Brasil pode ficar impedido de refinanciar dívida se não fizer reformas, diz governo
A pasta argumenta que o cenário de desequilíbrio, com arcabouços institucional e econômico inalterados, afastaria investidores
O Brasil pode ficar impossibilitado de refinanciar a dívida pública nos próximos anos caso não execute reformas que promovam o ajuste fiscal, afirmou o governo em documento publicado nesta terça-feira (27). As afirmações foram feitas no texto da Estratégia Federal de Desenvolvimento para o Brasil no período de 2020 a 2031, publicado em forma de decreto no DOU (Diário Oficial da União).
No documento, o governo prevê o comportamento de diferentes indicadores como PIB (Produto Interno Bruto), PIB per capita e IDH (Índice de Desenvolvimento Humano) considerando três diferentes cenários (de desequilíbrio fiscal, de reformas e de reformas com avanço na escolaridade).
A pasta argumenta que o cenário de desequilíbrio, com arcabouços institucional e econômico inalterados, afastaria investidores e elevaria os juros devido a uma crise de confiança na saúde fiscal do país. A situação geraria em seguida uma necessidade significativa de corte de despesas discricionárias (não-obrigatórias), o que comprometeria a evolução do PIB per capita, e aumento de impostos.
"Isso [ausência de reformas] poderia manter as contas públicas em uma trajetória explosiva, aumentando a desconfiança dos investidores em relação à sustentabilidade da dívida pública, elevando os prêmios de risco requeridos e desencadeando, em algum momento ao longo dos próximos anos, uma crise de confiança que poderia impossibilitar o refinanciamento da dívida", afirma o texto.
A situação da dívida pública já chama atenção dos investidores. Após a chegada da pandemia do coronavírus, o endividamento público do país deve sair de 75% do PIB registrado no ano passado para quase 100% ao fim deste ano.
O custo com a dívida só não é maior devido à queda dos juros, mas investidores têm cobrado taxas mais caras no longo prazo frente a temores sobre a capacidade de o país honrar seus compromissos. O Tesouro evita títulos mais longos para não encarecer seus custos, mas a estratégia tem queimado suas reservas. Se até o ano passado o chamado colchão da dívida tinha capacidade para enfrentar mais de 6 meses de vencimentos de papéis, agora esse patamar está pouco acima da metade.
Isso significa que, em uma situação extrema em que não haja mais interessados em comprar títulos públicos brasileiros, a União tem um fôlego pouco superior a três meses para pagar dívidas já contratadas. "Nesse ambiente de deterioração fiscal, a alta do prêmio de risco implicaria uma maior taxa real de juros, a necessidade de significativo esforço para conter as despesas discricionárias, com aumento significativo da já elevada carga tributária", prossegue o texto do governo.
O governo afirma que o PIB per capita teria crescimento nulo ou até mesmo variação negativa no acumulado do período até 2031. O número poderia subir dependendo de diferentes hipóteses como as medidas de consolidação fiscal, mas mesmo assim a taxas inferiores.
"O quadro indica com bastante clareza o elevado custo social de não executar medidas que garantam o equilíbrio fiscal estrutural", afirma o governo.

_PARTES DO EXERCÍCIO:_
a) Transcreva da notícia sobre a dívida pública o trecho entre "No documento, o" e "aumento de impostos.", inclusive.
b) Segundo a notícia sobre a dívida pública, quais cenários o governo considera ao prever o comportamento dos indicadores? Liste todos.

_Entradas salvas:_
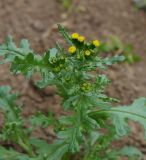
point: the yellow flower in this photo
(81, 38)
(87, 53)
(96, 43)
(75, 36)
(72, 49)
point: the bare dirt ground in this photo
(36, 20)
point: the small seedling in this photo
(93, 124)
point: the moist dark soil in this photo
(36, 20)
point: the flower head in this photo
(81, 38)
(72, 49)
(75, 36)
(87, 53)
(96, 43)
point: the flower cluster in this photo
(79, 45)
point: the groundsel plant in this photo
(87, 132)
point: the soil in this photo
(36, 20)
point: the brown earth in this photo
(36, 20)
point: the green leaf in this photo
(10, 154)
(8, 103)
(25, 65)
(119, 115)
(42, 120)
(130, 152)
(9, 49)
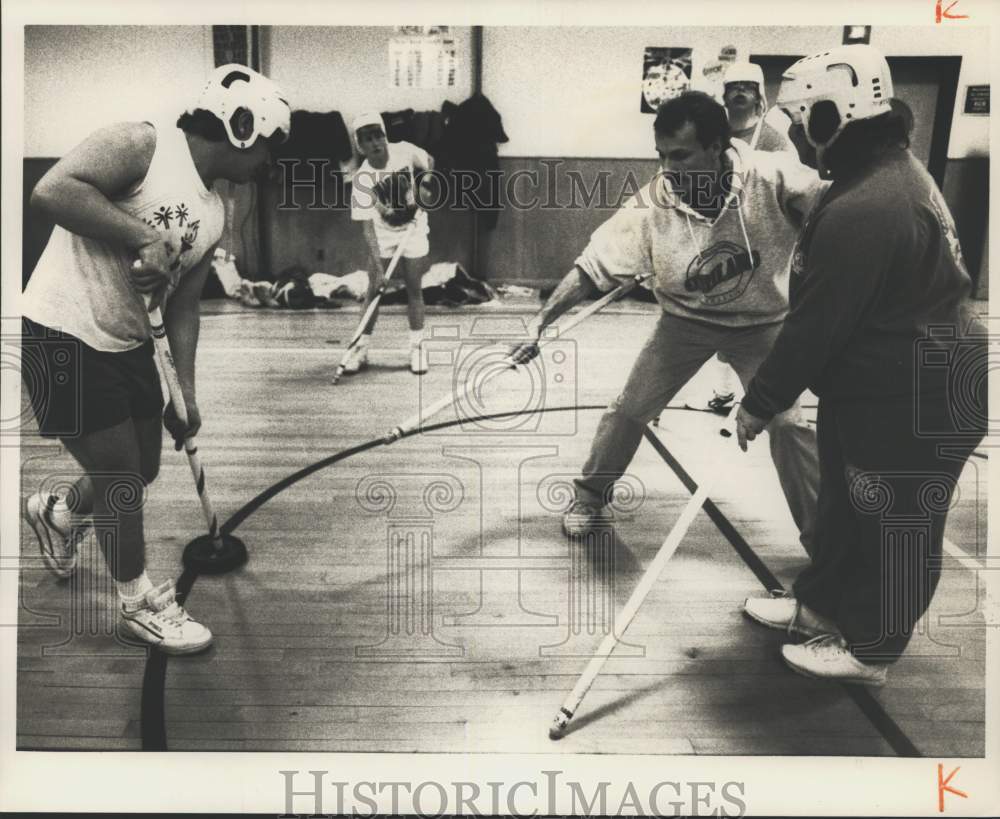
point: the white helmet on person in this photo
(746, 72)
(828, 91)
(248, 104)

_SOLUÇÕES DOS PROBLEMAS:_
a)
No documento, o governo prevê o comportamento de diferentes indicadores como PIB (Produto Interno Bruto), PIB per capita e IDH (Índice de Desenvolvimento Humano) considerando três diferentes cenários (de desequilíbrio fiscal, de reformas e de reformas com avanço na escolaridade).
A pasta argumenta que o cenário de desequilíbrio, com arcabouços institucional e econômico inalterados, afastaria investidores e elevaria os juros devido a uma crise de confiança na saúde fiscal do país. A situação geraria em seguida uma necessidade significativa de corte de despesas discricionárias (não-obrigatórias), o que comprometeria a evolução do PIB per capita, e aumento de impostos.

b)
- Cenário de desequilíbrio fiscal
- Cenário de reformas
- Cenário de reformas com avanço na escolaridade